● Required work
(1) Reproduce word for word the part of the forum thread starting with "Back outdoors. This" and going on through "just a snack.".
(2) Extend the forum thread about the tour of old Norwegian farm buildings onward from its final line.

— BEGIN Document passage —

And the newest model stove. And I'll bet you thought we were behind the times!

""

Something for all you ex Navy men (like myself).

""

And something for the animal rights activists. (no politics, just a joke)

""

Back outdoors. This is a replica of a mountain goat farm. We don't eat the goats or steal their hair. They are there for their milk. The Norwegians make a goat cheese that is cooked endlessly in a large pot (the kind you cook missionaries in) until it's brown. I'm not sure if anything (thinking sugar here) is added. The finished cheese is dark and sweet and very much used here on bread with breakfast or lunch or just a snack.

""

Here are a couple of shots of the interior. It's very authentic looking. My wife visited some of these while wandering the mountains in her youth.

""

I was going to save this one for a blog about how to sharpen you tools, but here it is anyway, lol.

""

Do you remember the childhood story?

""

Time to head for home.

I guess this turned out to be a monumental post, but I hope you got some enjoyment out of it.


----------



## webwood (Jul 2, 2009)

great tour mike , there are a few of those thatch (not sure of the term) roof buildings in the door county area in wisconsin - very cool


----------



## lilredweldingrod (Nov 23, 2009)

I love your tours of the land of my ancestors. Absolutely beautiful country. Thank you for sharing with us. 
I always enjoy your photography. You do a great job. Keep it up, Rand


----------



## pommy (Apr 17, 2008)

— END Document passage —
— BEGIN Data section —

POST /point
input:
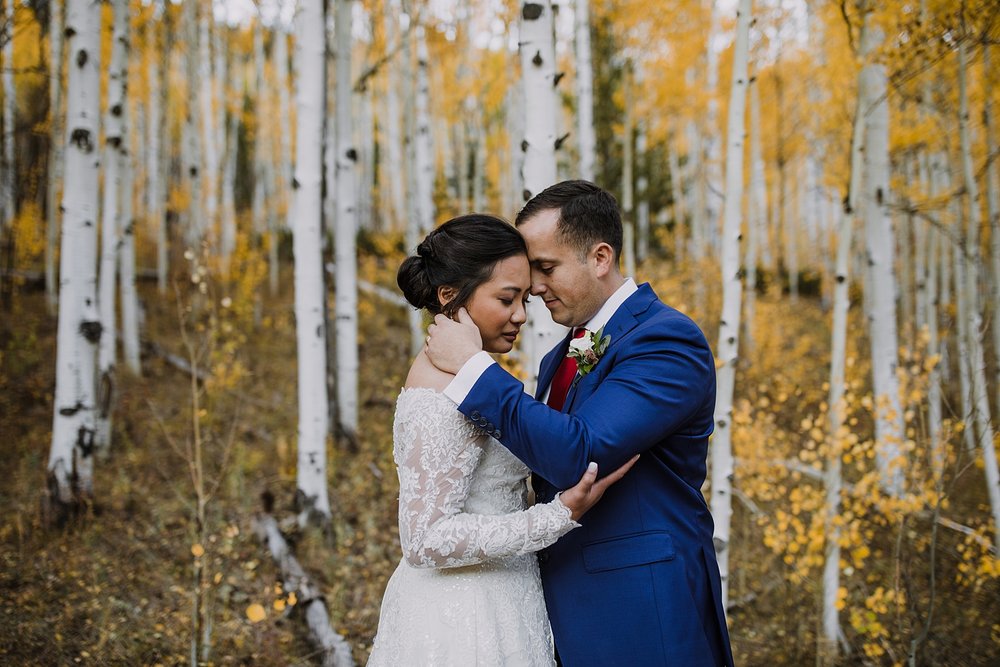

— END Data section —

● Answers to the exercise
(1)
Back outdoors. This is a replica of a mountain goat farm. We don't eat the goats or steal their hair. They are there for their milk. The Norwegians make a goat cheese that is cooked endlessly in a large pot (the kind you cook missionaries in) until it's brown. I'm not sure if anything (thinking sugar here) is added. The finished cheese is dark and sweet and very much used here on bread with breakfast or lunch or just a snack.

(2)
OMG Mike tho's pictures are simply stunning what beautifull secenary

Andy


----------



## NBeener (Sep 16, 2009)

Thanks so much for sharing the trip pics.

Be sure to let Keith (Kolwdwrkr) know that the artisans on the dragon cabinet DID leave SOME sort of marks that indicate hand-made dovetails ;-)

I'm sorry you have to live in a country that's so rich in scenery and natural beauty, Mike. I'm sure that's tough on you


----------



## mafe (Dec 10, 2009)

My God Mike, after this I have to come up to Stavanger, just show my girlfriend, and she is also in the clouds.
I have been a lot around Rjukan, but this is so amazing.
Yes you will have a visit form Denmak and France I'm sure, perhaps on our honymoon…
Thank you.


----------



## Dennisgrosen (Nov 14, 2009)

thank´s for the tour Mike I realy enjoyd it
beautyfull pictures of the fjord and the rest of the landskabe
and for the rest of the shots I liked those with the dragon cabinet
and the bed not that the wagons wasn´t interresting from a mecanic wiew
thank´s once more of bringing memories back from vacations in Norge 

take care mike
Dennis


----------



## CharlieM1958 (Nov 7, 2006)

Great travelogue, Mike. Thanks!


----------



## TheDane (May 15, 2008)

Certainly nothing inappropriate about beautiful photgraphs like these! Thanks!


----------



## grizzman (May 10, 2009)

this is wonderful mike…i love these trips..i love the pictures , this is my kind of country and the old style living..if my back were good…i would enjoy it so much…...love all the wildlife you have there…...you didnt answer my question from the last tour…but here i go again…*DO YOU HAVE ANY BEARS IN THIS MOUNTAIN COUNTRY*..GREAT PICTURES….....look forward to any of these you do


----------



## patron (Apr 2, 2009)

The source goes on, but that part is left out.